§ Source passage:
# Problems with laptop



## Poimen (Jul 14, 2005)

Okay. So I was stupid... I spilled tea on my laptop.  It shorted out and wouldn't turn back on. When it dried out, however, I was able to get it to work except for some keys on the keyboard. So I need to replace it. Do you think it is possible for me to be able to purchase a new one somewhere (on the internet) and then replace it myself or is that too complicated? I am fairly good with computers but I have never worked with a laptop before.

Any advice? (And no I don't want to send it in to be fixed because then I am without a computer for 7-14 days).

[Edited on 7-14-2005 by poimen]


----------



## Abd_Yesua_alMasih (Jul 14, 2005)

If you are using your laptop as a laptop then I can not really help you, but if you keep it in the same place all the time a short term solution (at least) is buying one of those cheap USB keyboards.


----------



## ReformedWretch (Jul 14, 2005)

www.tigerdirect.com

I have purchased many items from them and they have been great.


----------



## just_grace (Jul 14, 2005)

You will find that if you just clean the circuit board that the keys touch when pressed it will be ok. I have never taken a laptop apart sorry.


----------



## Reed (Jul 14, 2005)

search ebay -- often times you'll find laptop keyboards salvaged off old laptops...

you can hook up a regular desktop keyboard to the laptop using either your usb port or your ps2 keyboard/mouse port.

§ Excerpted data:
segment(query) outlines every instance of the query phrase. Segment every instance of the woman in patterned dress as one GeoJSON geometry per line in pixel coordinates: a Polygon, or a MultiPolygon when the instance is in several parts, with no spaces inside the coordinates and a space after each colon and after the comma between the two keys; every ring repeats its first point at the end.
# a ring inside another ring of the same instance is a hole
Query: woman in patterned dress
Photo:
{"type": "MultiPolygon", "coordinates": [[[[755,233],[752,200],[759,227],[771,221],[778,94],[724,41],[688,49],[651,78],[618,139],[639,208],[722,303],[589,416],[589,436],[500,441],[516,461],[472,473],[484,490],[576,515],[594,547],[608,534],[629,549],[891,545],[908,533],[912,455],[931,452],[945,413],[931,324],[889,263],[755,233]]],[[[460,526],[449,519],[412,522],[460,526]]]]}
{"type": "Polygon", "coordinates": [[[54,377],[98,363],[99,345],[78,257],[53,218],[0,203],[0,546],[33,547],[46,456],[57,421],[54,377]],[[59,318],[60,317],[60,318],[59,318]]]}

§ Exercises:
- 1) In the laptop thread, how long would Poimen be without a computer if the laptop were sent in to be fixed?
- 2) Continue the laptop repair thread after its final reply.
The listing has nothing to do with the laptop thread.

§ Outputs:
- 1) 7 to 14 days.

- 2)
If you have any important data on your laptop take this experience as a providential reminder to devise a backup scheme -- either burning data to cd periodically or using a large external usb hard drive to back up your data to.

R


----------



## Poimen (Aug 19, 2005)

I have a new keyboard which I will install, however I broke the plastic clasp that holds the cable in place. 







Does anybody know the technical name for this piece and where I could purchase it? 




[Edited on 8-19-2005 by poimen]


----------



## Poimen (Aug 24, 2005)

This is almost funny to me so you might get a chuckle out of it:

I found an outfit that sells parts to Toshiba laptops. They sent me a diagram to find the piece I was looking for and lo and behold they had it! The only problem was that it was attached to the main processor and is not sold separately. I asked the saleswoman how much the board would cost. She writes back:



> 1A is the main board. New out right purchase would be around $500.00. Exchanges would be about the same price with around have of it refunded back after Toshiba received your old board. It usually takes 6 weeks to get the refund. There are several main boards listed for this model,( that's why I can not give you an exact price) so if you wanted to order it you would have to get the # off of the board.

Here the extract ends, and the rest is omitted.